-- What is expected --
Nothing but a number is wanted here: the tally of lines in the material below that include "turquoise".

══════════════════════════════

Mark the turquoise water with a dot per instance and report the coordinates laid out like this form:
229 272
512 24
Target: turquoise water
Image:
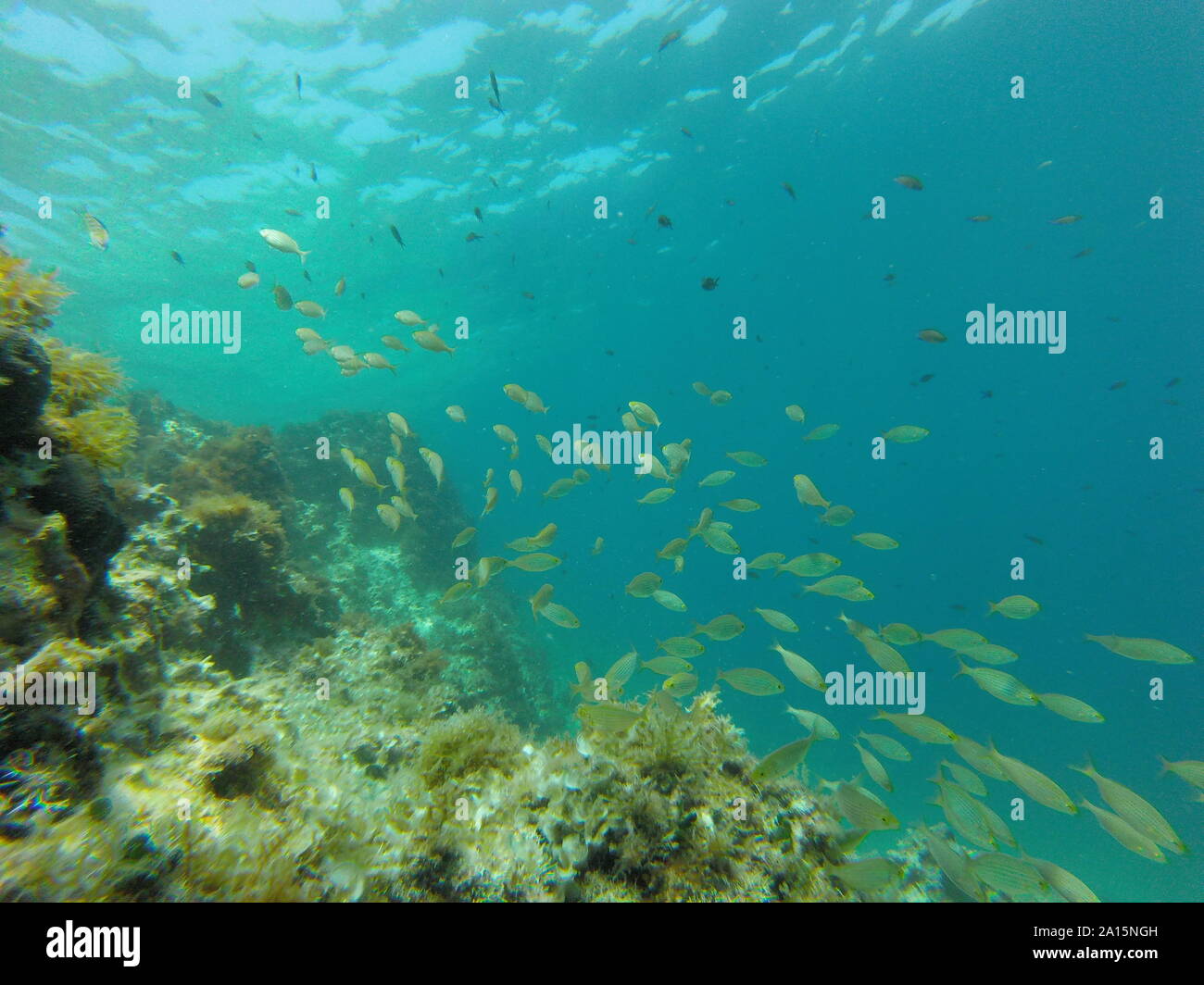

══════════════════════════════

-- Answer space --
2